GOAL ▸
Tally the lines in the records below that contain the string "table", with uppercase and lowercase letters treated as distinct, and state only the resulting number.

━━━ INPUT FOR THIS TASK ━━━

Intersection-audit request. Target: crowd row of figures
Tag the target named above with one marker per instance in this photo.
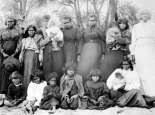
(91, 66)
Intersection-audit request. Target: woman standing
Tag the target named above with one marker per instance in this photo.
(114, 54)
(9, 38)
(143, 47)
(53, 56)
(70, 42)
(125, 34)
(29, 54)
(92, 49)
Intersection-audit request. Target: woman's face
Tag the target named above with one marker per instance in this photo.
(122, 26)
(10, 23)
(31, 32)
(52, 82)
(16, 81)
(95, 78)
(36, 80)
(70, 72)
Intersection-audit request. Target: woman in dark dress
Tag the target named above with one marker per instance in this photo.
(93, 46)
(114, 54)
(70, 42)
(9, 38)
(29, 54)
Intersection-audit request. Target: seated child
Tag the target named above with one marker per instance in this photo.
(125, 88)
(51, 95)
(97, 92)
(15, 94)
(34, 92)
(71, 88)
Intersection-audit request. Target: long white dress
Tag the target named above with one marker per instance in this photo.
(143, 47)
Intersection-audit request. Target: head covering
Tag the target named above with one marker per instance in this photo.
(143, 13)
(52, 76)
(37, 73)
(95, 72)
(16, 75)
(92, 17)
(11, 64)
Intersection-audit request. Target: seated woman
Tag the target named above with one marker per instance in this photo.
(125, 88)
(34, 93)
(71, 88)
(15, 94)
(51, 94)
(97, 92)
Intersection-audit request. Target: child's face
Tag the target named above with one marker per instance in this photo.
(95, 78)
(36, 80)
(16, 81)
(119, 76)
(70, 72)
(52, 82)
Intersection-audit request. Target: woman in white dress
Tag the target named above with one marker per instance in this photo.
(143, 48)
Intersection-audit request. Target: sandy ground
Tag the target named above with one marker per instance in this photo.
(110, 111)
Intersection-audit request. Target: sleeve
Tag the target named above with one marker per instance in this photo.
(80, 85)
(45, 91)
(9, 92)
(30, 92)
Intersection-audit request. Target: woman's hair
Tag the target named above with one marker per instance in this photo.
(26, 32)
(95, 72)
(124, 21)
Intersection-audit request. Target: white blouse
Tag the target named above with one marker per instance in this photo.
(35, 91)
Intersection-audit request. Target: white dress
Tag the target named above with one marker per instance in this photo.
(143, 47)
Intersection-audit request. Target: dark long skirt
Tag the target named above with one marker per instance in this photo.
(70, 52)
(90, 58)
(111, 61)
(53, 61)
(5, 81)
(30, 65)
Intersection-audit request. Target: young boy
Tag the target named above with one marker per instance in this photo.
(15, 94)
(51, 94)
(97, 92)
(34, 92)
(71, 88)
(125, 87)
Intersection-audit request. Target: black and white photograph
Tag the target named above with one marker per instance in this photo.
(77, 57)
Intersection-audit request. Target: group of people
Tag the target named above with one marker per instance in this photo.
(50, 67)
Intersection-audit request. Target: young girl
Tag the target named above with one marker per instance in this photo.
(97, 92)
(51, 94)
(71, 88)
(34, 92)
(15, 94)
(29, 54)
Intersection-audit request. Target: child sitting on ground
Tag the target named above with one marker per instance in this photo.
(51, 94)
(71, 88)
(34, 92)
(97, 92)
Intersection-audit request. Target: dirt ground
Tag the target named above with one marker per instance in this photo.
(110, 111)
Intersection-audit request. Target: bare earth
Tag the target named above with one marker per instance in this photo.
(110, 111)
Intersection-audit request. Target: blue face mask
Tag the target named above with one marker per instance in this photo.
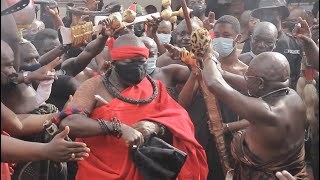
(152, 62)
(223, 46)
(164, 38)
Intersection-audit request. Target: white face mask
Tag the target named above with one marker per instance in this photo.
(164, 38)
(152, 62)
(44, 91)
(223, 46)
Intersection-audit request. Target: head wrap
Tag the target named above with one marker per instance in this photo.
(127, 52)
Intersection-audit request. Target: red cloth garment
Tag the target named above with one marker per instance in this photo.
(110, 158)
(127, 52)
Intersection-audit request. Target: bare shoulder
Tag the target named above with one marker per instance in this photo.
(84, 96)
(245, 58)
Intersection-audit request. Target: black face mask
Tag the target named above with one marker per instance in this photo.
(33, 67)
(133, 72)
(290, 25)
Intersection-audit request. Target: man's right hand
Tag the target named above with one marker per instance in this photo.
(174, 51)
(60, 150)
(107, 30)
(131, 137)
(285, 175)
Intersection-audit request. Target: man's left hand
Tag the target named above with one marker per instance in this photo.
(146, 127)
(285, 175)
(302, 31)
(46, 72)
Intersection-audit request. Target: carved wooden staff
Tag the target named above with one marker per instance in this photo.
(215, 119)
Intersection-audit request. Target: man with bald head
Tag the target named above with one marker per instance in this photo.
(121, 108)
(289, 23)
(274, 140)
(264, 39)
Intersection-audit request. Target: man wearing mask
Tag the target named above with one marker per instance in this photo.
(170, 75)
(143, 107)
(199, 8)
(160, 32)
(264, 39)
(247, 23)
(275, 11)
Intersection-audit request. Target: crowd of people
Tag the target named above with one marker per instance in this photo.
(226, 95)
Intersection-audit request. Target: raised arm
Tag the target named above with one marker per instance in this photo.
(252, 109)
(83, 126)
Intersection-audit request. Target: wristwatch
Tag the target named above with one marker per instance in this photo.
(25, 77)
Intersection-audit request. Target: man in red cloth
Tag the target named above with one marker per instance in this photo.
(142, 105)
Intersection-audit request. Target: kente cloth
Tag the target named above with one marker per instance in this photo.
(6, 168)
(249, 166)
(110, 158)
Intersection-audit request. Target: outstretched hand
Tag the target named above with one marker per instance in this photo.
(302, 31)
(107, 30)
(60, 150)
(208, 23)
(46, 72)
(174, 51)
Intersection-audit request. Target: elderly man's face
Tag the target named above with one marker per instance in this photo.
(182, 35)
(48, 45)
(271, 15)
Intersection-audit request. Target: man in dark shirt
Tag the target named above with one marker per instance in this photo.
(274, 11)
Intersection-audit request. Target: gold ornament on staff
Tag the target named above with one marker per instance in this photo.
(200, 42)
(169, 15)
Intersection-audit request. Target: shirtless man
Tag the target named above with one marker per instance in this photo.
(170, 75)
(264, 39)
(276, 114)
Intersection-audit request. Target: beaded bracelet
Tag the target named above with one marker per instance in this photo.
(104, 127)
(116, 125)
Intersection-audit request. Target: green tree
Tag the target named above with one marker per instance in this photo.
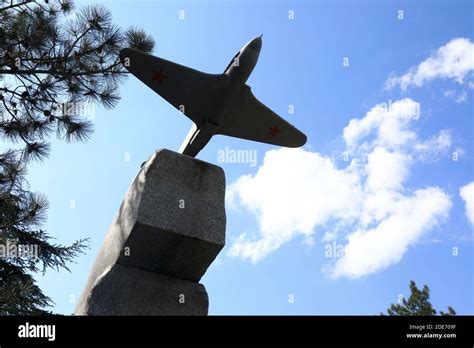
(53, 61)
(417, 304)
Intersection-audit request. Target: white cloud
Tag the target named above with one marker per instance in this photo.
(467, 194)
(455, 60)
(365, 204)
(368, 251)
(292, 192)
(389, 122)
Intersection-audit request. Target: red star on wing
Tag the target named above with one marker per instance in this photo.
(274, 131)
(158, 76)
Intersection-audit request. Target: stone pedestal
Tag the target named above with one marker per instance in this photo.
(168, 230)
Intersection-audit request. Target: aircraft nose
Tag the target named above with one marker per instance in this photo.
(256, 44)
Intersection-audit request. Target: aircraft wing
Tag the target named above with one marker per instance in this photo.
(252, 120)
(181, 86)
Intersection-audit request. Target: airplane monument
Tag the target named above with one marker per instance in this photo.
(171, 224)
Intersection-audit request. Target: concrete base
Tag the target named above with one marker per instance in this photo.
(169, 229)
(123, 290)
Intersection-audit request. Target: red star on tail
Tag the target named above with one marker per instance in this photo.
(158, 76)
(274, 131)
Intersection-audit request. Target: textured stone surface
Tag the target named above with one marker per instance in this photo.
(123, 290)
(152, 231)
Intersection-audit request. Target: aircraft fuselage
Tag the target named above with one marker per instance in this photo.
(237, 73)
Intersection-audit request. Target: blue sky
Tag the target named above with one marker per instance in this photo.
(395, 203)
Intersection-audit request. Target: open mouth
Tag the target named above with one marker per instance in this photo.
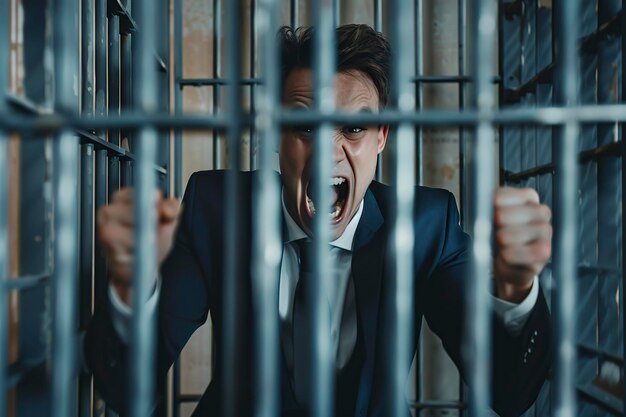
(340, 188)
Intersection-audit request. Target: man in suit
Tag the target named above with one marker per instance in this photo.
(191, 258)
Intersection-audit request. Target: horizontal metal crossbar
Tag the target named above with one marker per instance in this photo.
(544, 116)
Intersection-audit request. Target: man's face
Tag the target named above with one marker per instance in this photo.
(355, 150)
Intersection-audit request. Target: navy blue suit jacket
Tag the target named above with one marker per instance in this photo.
(192, 286)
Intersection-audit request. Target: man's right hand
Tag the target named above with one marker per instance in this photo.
(116, 231)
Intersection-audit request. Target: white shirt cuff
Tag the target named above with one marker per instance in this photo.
(121, 313)
(514, 316)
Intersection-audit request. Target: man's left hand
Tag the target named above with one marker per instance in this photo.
(523, 236)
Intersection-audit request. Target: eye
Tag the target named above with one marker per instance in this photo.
(354, 132)
(305, 132)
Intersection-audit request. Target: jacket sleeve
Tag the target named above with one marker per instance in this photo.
(520, 363)
(182, 309)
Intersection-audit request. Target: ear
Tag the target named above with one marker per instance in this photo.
(383, 133)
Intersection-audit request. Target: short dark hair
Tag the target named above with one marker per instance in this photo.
(359, 48)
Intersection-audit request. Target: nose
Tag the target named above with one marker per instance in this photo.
(339, 152)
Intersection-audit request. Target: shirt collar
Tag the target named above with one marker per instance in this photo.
(294, 232)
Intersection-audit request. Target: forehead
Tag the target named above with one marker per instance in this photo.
(353, 90)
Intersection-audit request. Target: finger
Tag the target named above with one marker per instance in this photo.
(124, 195)
(521, 235)
(117, 212)
(534, 255)
(522, 215)
(168, 210)
(509, 196)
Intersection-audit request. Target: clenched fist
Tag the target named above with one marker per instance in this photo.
(116, 231)
(523, 236)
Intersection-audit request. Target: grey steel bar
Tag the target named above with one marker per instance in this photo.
(294, 11)
(253, 46)
(402, 237)
(268, 244)
(85, 387)
(378, 15)
(101, 61)
(178, 107)
(114, 74)
(623, 134)
(87, 48)
(217, 63)
(146, 96)
(4, 219)
(232, 349)
(419, 71)
(322, 374)
(378, 26)
(66, 150)
(566, 214)
(478, 301)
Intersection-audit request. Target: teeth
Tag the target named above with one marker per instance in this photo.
(336, 181)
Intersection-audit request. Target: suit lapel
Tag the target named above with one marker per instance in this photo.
(367, 271)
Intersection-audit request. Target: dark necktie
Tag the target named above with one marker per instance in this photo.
(302, 325)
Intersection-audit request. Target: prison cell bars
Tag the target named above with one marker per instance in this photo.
(65, 276)
(4, 219)
(267, 252)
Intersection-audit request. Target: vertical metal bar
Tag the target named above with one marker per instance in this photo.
(100, 199)
(268, 241)
(178, 98)
(419, 174)
(4, 192)
(294, 10)
(623, 136)
(402, 238)
(114, 74)
(217, 63)
(324, 64)
(101, 57)
(419, 70)
(378, 26)
(232, 347)
(65, 275)
(253, 46)
(146, 96)
(566, 214)
(478, 304)
(87, 49)
(86, 265)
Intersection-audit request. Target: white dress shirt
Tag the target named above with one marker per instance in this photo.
(514, 316)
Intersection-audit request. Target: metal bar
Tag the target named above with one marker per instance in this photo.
(217, 63)
(378, 26)
(378, 15)
(146, 96)
(402, 237)
(419, 156)
(4, 207)
(268, 242)
(253, 47)
(542, 116)
(100, 199)
(478, 304)
(178, 109)
(85, 387)
(294, 13)
(201, 82)
(232, 347)
(87, 54)
(101, 62)
(321, 371)
(113, 78)
(66, 163)
(566, 214)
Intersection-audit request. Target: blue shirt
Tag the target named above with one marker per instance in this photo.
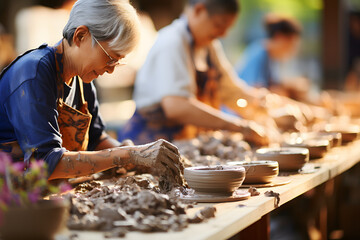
(255, 67)
(28, 107)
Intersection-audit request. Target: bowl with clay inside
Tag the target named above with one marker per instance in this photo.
(215, 179)
(258, 171)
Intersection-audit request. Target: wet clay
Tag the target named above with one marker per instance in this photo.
(214, 148)
(131, 204)
(163, 159)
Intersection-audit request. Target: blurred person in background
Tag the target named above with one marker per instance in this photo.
(353, 54)
(259, 66)
(48, 104)
(186, 77)
(7, 51)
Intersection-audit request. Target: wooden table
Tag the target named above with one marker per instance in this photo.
(233, 217)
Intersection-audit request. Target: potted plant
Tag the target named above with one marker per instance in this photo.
(24, 213)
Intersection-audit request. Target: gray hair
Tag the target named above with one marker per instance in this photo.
(115, 21)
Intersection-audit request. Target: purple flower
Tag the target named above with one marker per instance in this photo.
(64, 187)
(18, 167)
(5, 161)
(34, 196)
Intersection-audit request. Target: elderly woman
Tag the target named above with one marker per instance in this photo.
(48, 104)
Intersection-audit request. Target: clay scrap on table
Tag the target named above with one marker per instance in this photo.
(130, 204)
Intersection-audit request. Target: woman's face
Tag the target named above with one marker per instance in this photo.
(287, 45)
(93, 59)
(208, 27)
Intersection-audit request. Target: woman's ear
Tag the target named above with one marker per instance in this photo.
(80, 33)
(198, 8)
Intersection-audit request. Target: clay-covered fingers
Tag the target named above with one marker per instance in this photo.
(169, 146)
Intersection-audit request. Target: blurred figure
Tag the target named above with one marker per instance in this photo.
(258, 66)
(186, 77)
(353, 53)
(38, 24)
(7, 51)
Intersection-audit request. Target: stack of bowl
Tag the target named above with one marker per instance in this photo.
(220, 179)
(288, 158)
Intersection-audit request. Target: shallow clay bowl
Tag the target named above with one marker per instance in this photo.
(38, 221)
(317, 147)
(349, 132)
(289, 158)
(258, 171)
(215, 179)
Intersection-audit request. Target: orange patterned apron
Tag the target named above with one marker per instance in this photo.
(74, 123)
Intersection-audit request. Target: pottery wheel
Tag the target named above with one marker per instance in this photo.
(238, 195)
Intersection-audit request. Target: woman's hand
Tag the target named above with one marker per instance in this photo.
(162, 157)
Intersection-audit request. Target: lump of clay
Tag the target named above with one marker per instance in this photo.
(131, 204)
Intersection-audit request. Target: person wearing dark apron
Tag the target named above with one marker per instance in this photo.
(185, 79)
(48, 104)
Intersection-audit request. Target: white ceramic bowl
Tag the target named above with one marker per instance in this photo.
(258, 171)
(289, 158)
(215, 179)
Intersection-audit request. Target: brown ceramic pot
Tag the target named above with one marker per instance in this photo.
(349, 132)
(289, 158)
(38, 221)
(258, 171)
(215, 179)
(334, 138)
(317, 147)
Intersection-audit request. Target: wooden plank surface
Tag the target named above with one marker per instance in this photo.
(232, 217)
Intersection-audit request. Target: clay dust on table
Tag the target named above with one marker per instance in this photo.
(130, 204)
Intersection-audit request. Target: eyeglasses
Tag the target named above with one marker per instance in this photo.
(112, 62)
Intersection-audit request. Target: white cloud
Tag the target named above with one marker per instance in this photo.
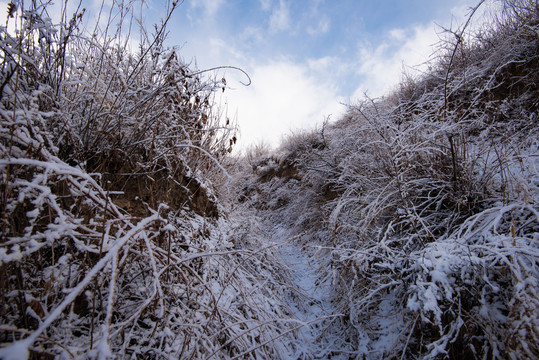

━━━

RESULT BELOW ▸
3